# Tugas yang Dikerjakan
a. Tolong salin dengan persis bagian tulisan tentang tujuan hidup manusia yang dibuka dengan kata-kata berisi "Pernahkah Anda berpikir" dan ditutup dengan "semua akan dikembalikan.".
b. Lanjutkan tulisan tentang tujuan hidup manusia itu dari titik tulisan tersebut berhenti.

##### Teks Pilihan #####

Kamis, 01 Februari 2018

Yuk, Sebentar Cek Kualitas Diri Kita

Pernahkah Anda berpikir apa sebenarnya tujuan penciptaan manusia di muka bumi ini? dalam beberapa kesempatan, saya diberi tahu oleh rekan bahwa hidup di dunia ini tidak ada arti apa-apa dihadapan Allah meski diibaratkan dengan seekor nyamuk. Dari waktu ke waktu yang kita jalani hingga seseorang misal tutup usia di umur 63 (usia rata-rata manusia jika melihat usia wafatnya Rasul), itu hanya untuk menunjukkan di antara manusia, siapa yang paling baik amalnya. Dalam tuntunan hidup kita tahu bahwa setiap kita akan merasakan kematian dan hanya kepada Allah-lah kita semua akan dikembalikan.
Firman Allah; Apakah kamu puas dengan kehidupan dunia sebagai pengganti kehidupan akhirat? Padahal kenikmatan kehidupan dunia jika dibandingkan dengan kehidupan akhirat hanya sedikit sekali (At-Taubah: 38). Firman Allah yang lain; satu hari di sisi Allah itu sama dengan seribu tahun dengan yang kita hitung. Berarti kalau usia kita 60 tahun, itu hanya 1,5 jam di sisi Allah. Lalu apakah untuk mempertahankan 1,5 itu kita rela menggadaikan kehidupan di dunia? Ada yang menjual diri untuk bertahan hidup, ada yang korupsi buat bisa bertahan hidup, ada yang saling sikut kanan kiri untuk mendapatkan kekuasaan demi uang untuk bisa bertahan hidup, ada yang saling bunuh demi bertahan hidup, ada yang saling sogok demi cita-cita yang katanya demi mendapatkan uang untuk bertahan hidup. Pun, juga ada yang menghardik orang lain, mendzalimi orang lain, mengambil hak orang lain, menindas orang lain, mengutuk yang terlihat kecil dan lemah untuk bertahan hidup. Menghalalkan segala cara demi mengumpul rupiah demi rupiah demi bertahan hidup. Dimana letak akal manusia?

##### Materi #####

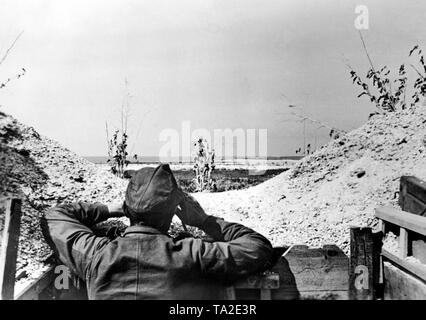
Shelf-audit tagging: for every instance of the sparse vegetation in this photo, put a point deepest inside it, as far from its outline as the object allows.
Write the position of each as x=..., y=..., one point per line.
x=391, y=95
x=117, y=145
x=204, y=165
x=21, y=73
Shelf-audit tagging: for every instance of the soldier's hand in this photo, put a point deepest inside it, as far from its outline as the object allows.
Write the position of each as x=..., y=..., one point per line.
x=116, y=209
x=191, y=212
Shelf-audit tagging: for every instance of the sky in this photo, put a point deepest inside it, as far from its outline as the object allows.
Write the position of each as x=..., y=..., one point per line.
x=218, y=64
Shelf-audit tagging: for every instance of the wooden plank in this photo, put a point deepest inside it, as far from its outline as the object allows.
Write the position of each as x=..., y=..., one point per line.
x=361, y=283
x=412, y=196
x=403, y=243
x=305, y=270
x=230, y=293
x=403, y=219
x=419, y=250
x=259, y=281
x=416, y=269
x=400, y=285
x=265, y=294
x=32, y=290
x=9, y=248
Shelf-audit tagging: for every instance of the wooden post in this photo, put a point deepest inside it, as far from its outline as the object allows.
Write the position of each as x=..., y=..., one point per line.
x=403, y=243
x=361, y=268
x=9, y=248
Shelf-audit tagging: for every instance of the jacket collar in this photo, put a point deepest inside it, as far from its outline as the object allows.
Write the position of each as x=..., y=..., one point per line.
x=141, y=229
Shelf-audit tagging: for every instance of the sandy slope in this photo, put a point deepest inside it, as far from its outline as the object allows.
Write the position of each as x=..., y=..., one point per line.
x=314, y=203
x=338, y=186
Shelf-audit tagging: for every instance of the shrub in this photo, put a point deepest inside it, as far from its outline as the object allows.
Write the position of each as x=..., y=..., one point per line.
x=117, y=153
x=204, y=165
x=386, y=97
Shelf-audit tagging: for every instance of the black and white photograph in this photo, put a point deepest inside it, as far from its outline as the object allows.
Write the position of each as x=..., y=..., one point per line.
x=231, y=151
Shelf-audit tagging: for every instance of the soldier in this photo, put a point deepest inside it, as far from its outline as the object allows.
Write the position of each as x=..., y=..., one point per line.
x=145, y=262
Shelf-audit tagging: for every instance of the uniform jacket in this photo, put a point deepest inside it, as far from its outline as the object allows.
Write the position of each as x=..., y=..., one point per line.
x=144, y=263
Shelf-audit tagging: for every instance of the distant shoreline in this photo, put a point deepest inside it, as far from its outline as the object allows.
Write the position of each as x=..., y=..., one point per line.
x=154, y=159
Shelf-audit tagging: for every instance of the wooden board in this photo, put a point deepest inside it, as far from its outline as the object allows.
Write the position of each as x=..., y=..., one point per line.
x=416, y=269
x=412, y=195
x=308, y=273
x=400, y=285
x=403, y=219
x=9, y=248
x=36, y=287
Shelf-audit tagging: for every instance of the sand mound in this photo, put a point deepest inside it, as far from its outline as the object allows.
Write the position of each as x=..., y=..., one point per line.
x=340, y=185
x=314, y=203
x=43, y=173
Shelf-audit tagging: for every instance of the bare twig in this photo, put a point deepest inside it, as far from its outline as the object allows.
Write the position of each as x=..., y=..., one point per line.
x=418, y=72
x=11, y=47
x=366, y=51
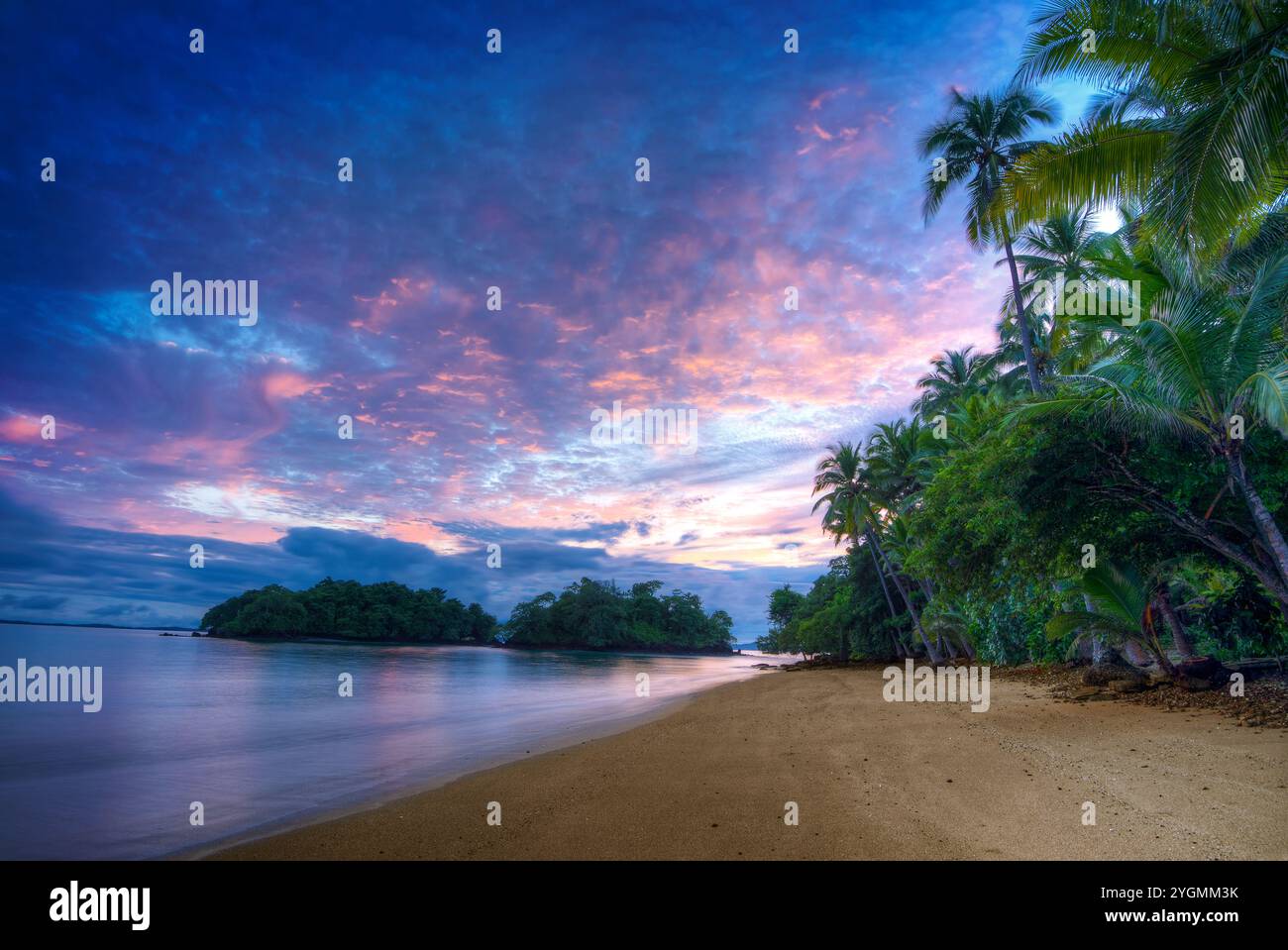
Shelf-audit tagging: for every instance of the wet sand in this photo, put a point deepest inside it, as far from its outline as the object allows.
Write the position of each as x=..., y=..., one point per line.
x=871, y=781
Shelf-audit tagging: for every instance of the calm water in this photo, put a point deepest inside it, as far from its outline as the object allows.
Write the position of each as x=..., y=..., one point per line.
x=259, y=734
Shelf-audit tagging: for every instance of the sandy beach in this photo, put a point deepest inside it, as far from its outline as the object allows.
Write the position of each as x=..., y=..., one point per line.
x=871, y=781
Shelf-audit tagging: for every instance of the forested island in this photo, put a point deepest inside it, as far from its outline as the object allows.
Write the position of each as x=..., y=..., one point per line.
x=351, y=610
x=595, y=615
x=587, y=615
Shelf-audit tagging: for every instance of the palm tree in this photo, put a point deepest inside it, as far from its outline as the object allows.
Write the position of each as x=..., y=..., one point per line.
x=850, y=514
x=979, y=142
x=1060, y=253
x=954, y=374
x=1117, y=610
x=1207, y=366
x=1196, y=123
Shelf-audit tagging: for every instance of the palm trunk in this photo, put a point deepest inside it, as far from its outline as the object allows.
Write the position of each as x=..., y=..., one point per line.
x=1021, y=318
x=903, y=592
x=1099, y=652
x=1266, y=527
x=885, y=589
x=1179, y=639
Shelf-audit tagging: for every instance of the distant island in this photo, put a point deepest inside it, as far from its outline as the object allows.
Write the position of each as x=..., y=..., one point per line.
x=351, y=610
x=587, y=615
x=595, y=615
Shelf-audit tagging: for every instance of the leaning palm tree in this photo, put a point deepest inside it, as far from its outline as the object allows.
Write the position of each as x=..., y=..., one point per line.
x=1194, y=125
x=1117, y=610
x=954, y=374
x=1206, y=367
x=1065, y=253
x=842, y=485
x=978, y=143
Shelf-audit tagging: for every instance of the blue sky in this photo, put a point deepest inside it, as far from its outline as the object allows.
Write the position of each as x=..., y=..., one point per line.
x=472, y=426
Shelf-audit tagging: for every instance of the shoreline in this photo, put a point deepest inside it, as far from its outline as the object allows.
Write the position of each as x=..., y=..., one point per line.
x=572, y=738
x=708, y=777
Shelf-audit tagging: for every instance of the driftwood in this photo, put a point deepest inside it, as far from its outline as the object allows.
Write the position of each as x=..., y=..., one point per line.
x=1261, y=663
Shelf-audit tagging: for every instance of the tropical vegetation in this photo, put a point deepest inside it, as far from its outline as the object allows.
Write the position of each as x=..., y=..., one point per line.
x=596, y=615
x=1112, y=477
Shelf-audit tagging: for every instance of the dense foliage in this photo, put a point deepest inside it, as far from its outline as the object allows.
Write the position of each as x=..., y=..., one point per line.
x=1113, y=480
x=349, y=610
x=595, y=615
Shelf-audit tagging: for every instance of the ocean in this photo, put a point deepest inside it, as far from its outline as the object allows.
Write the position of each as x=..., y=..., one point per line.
x=262, y=738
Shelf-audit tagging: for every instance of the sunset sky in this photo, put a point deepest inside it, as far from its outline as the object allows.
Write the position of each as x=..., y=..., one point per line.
x=471, y=170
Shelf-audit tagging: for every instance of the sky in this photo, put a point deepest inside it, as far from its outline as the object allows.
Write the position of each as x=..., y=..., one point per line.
x=472, y=426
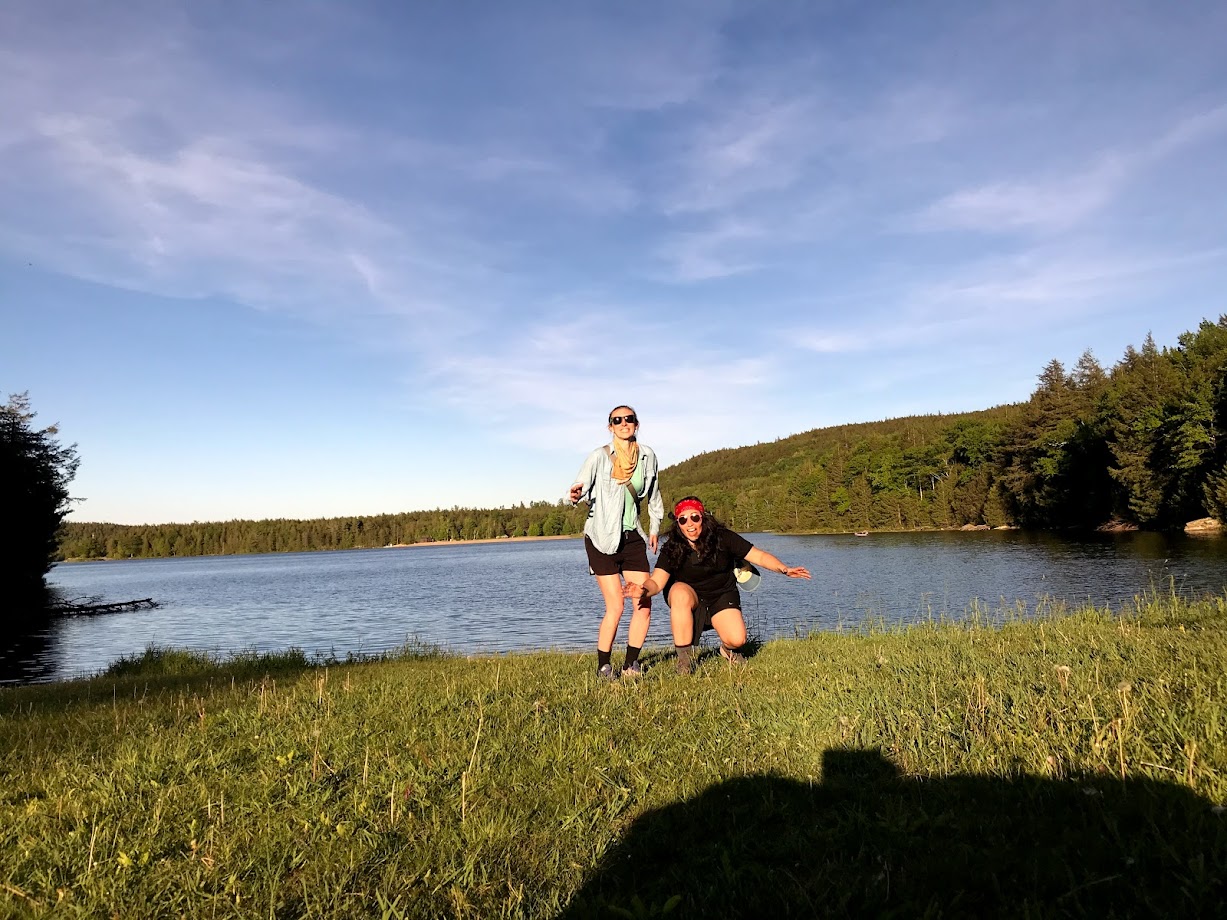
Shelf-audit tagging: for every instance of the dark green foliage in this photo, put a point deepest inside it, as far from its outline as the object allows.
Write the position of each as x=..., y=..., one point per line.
x=34, y=475
x=90, y=541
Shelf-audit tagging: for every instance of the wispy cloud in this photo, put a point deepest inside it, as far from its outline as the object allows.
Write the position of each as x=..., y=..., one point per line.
x=1064, y=201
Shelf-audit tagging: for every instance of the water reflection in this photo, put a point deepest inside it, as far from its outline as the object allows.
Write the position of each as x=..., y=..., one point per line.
x=534, y=595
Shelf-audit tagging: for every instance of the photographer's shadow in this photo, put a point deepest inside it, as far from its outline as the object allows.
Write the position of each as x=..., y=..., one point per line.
x=866, y=842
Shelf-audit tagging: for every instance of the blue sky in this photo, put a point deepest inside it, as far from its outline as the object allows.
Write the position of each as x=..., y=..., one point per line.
x=319, y=259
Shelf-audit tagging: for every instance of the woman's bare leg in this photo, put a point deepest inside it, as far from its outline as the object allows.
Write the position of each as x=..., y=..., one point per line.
x=611, y=590
x=641, y=613
x=681, y=613
x=730, y=626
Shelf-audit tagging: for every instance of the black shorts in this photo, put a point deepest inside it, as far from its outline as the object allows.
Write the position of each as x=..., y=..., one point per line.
x=708, y=607
x=631, y=556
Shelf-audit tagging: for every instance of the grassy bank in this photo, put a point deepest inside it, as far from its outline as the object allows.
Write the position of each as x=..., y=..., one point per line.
x=1073, y=764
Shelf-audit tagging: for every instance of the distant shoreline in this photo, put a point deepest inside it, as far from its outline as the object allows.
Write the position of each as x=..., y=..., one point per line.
x=350, y=548
x=461, y=542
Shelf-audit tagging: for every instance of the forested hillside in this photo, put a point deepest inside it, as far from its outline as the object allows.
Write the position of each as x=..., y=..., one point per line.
x=1142, y=443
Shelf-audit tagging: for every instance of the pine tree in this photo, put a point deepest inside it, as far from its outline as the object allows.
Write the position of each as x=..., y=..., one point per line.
x=34, y=475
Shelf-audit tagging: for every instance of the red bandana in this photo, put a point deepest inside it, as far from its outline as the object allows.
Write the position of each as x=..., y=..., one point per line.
x=688, y=504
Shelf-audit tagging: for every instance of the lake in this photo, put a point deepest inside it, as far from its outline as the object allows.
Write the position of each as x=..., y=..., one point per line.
x=503, y=596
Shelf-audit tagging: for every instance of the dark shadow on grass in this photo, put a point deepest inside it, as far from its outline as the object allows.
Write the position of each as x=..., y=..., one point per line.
x=866, y=842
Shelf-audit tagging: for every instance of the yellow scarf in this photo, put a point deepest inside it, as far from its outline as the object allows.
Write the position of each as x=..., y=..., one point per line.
x=626, y=456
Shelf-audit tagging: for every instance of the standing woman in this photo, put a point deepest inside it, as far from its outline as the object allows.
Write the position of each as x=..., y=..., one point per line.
x=695, y=573
x=614, y=480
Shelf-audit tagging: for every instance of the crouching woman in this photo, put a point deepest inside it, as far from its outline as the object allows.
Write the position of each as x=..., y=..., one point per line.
x=695, y=572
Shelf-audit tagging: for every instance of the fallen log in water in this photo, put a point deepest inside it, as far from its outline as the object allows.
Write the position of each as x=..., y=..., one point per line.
x=82, y=609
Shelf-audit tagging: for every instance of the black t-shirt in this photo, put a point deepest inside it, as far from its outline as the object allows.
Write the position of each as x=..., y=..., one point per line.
x=712, y=578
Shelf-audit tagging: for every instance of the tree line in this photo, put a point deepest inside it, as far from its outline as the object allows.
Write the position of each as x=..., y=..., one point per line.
x=1140, y=443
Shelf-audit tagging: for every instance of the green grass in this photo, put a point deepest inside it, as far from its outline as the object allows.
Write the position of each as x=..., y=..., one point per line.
x=1068, y=764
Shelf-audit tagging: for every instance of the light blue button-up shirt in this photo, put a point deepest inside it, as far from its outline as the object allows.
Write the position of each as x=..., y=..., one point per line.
x=606, y=497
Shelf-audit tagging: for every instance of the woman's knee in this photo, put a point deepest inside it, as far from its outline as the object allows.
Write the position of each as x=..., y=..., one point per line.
x=731, y=628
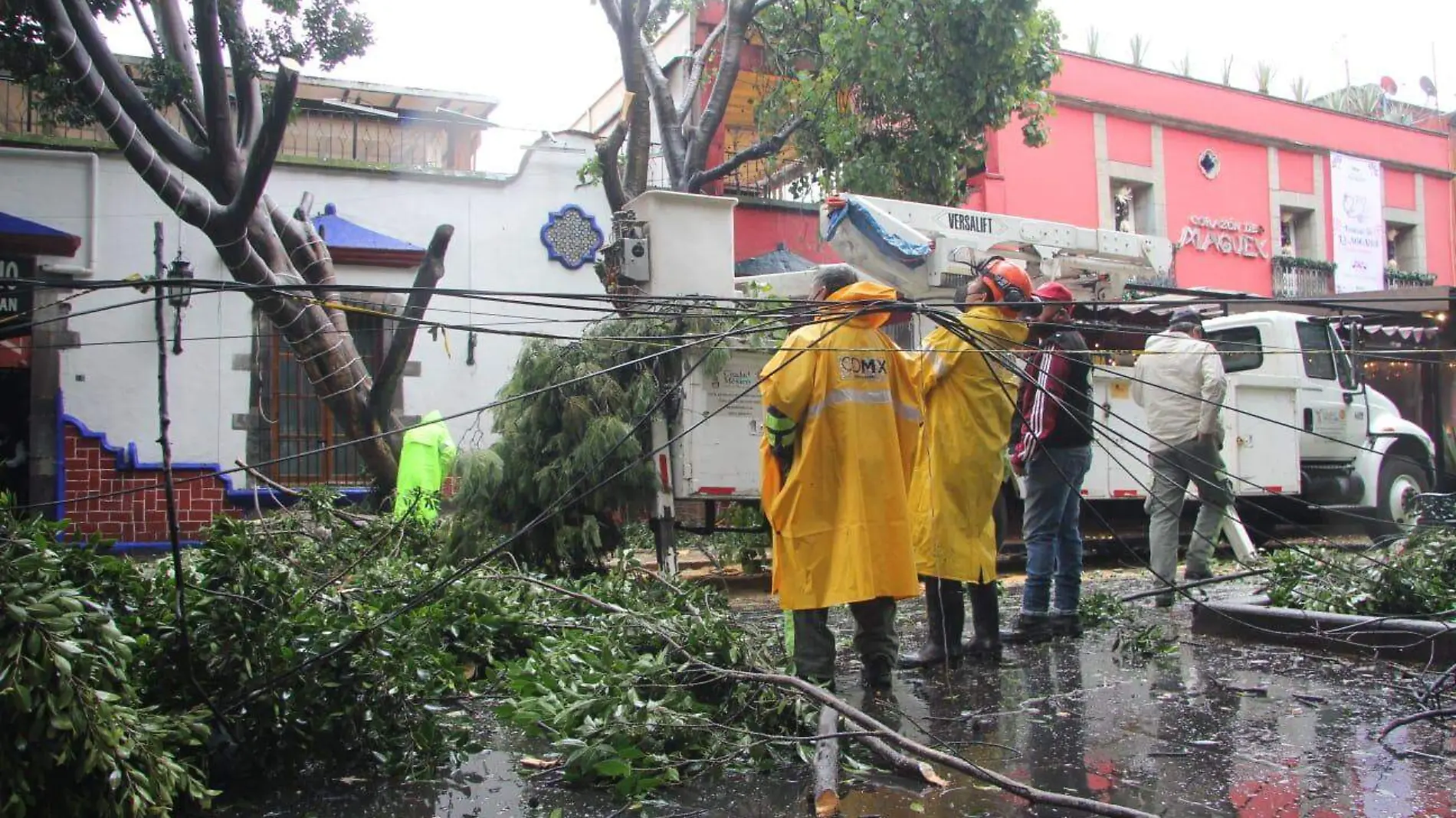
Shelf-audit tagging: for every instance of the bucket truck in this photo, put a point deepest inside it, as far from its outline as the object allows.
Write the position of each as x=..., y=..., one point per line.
x=1297, y=424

#####

# Jawaban Tertulis
a.
Pernahkah Anda berpikir apa sebenarnya tujuan penciptaan manusia di muka bumi ini? dalam beberapa kesempatan, saya diberi tahu oleh rekan bahwa hidup di dunia ini tidak ada arti apa-apa dihadapan Allah meski diibaratkan dengan seekor nyamuk. Dari waktu ke waktu yang kita jalani hingga seseorang misal tutup usia di umur 63 (usia rata-rata manusia jika melihat usia wafatnya Rasul), itu hanya untuk menunjukkan di antara manusia, siapa yang paling baik amalnya. Dalam tuntunan hidup kita tahu bahwa setiap kita akan merasakan kematian dan hanya kepada Allah-lah kita semua akan dikembalikan.

b.
Bukankah kehidupan dunia ini adalah sendau gurau belaka, sedang kehidupan akhirat adalah lebih baik jika kita bertakwa. Cobalah bayangkan, misal masuk polisi atau PNS kemudian saling menyogok dan disogok. Kembali ke hadist Rasul: Setiap yang melakukan perbuat menyogok dan disogok itu masuk neraka, baik pelaku, saksinya, orang yang memfasilitasinya, dan setiap yang menyaksikannya. Kalau kita sadar uang yang kita dapat dan kita terima adalah untuk nafkah hidup, bagaimana mungkin kita kuat untuk hidup dengan uang panas, yang kemudian itu kita berikan untuk orang terbaik kita, keluarga kita, anak istri misalnya. Lalu kemudian dari uang panas itu menjadi darah dan daging anak cucu yang kemudian terus putar dan berputar. Padahal, apa kata Allah: Yang menciptakan mati dan hidup, untuk menguji kamu, siapakah yang baik akhlaknya? (AL-Mulk:2).
Ada lagi yang menjual diri dan kehormatan demi makan dan demi bertahan hidup. Inalilahi. Bukankah kata Allah setiap kita sudah dijamin rizkinya, bahkan hewan melata pun sudah dipastikan makannya oleh Allah. Sudah habiskan stok akal sehat kita, hingga bahkan untuk sekedar bisa makan saja harus menjual kehormatan. Ini dunia kata Allah cuma 1,5 jam di sisiNya. Dan untuk mempertahankan 1,5 jam yang kita hitung sekitar 60 tahun itu, kita rela menghalalkan segala cara untuk sekedar terlihat kaya, terlihat mewah, berada, hingga bahkan ada dan tak jarang yang menghalalkan segala cara untuk bisa bertahan hidup. Kemudian kata Rasul; tidak akan beranjak langkah seseorang ketika ia meninggal hingga ditanya hartanya dari mana didapat dan untuk apa dihabiskan. Ilmunya dari mana ia dapatkan dan untuk apa diamalkan. Tentang umurnya untuk apa dihabiskan, serta tentang tubuhnya untuk apa ia gunakan.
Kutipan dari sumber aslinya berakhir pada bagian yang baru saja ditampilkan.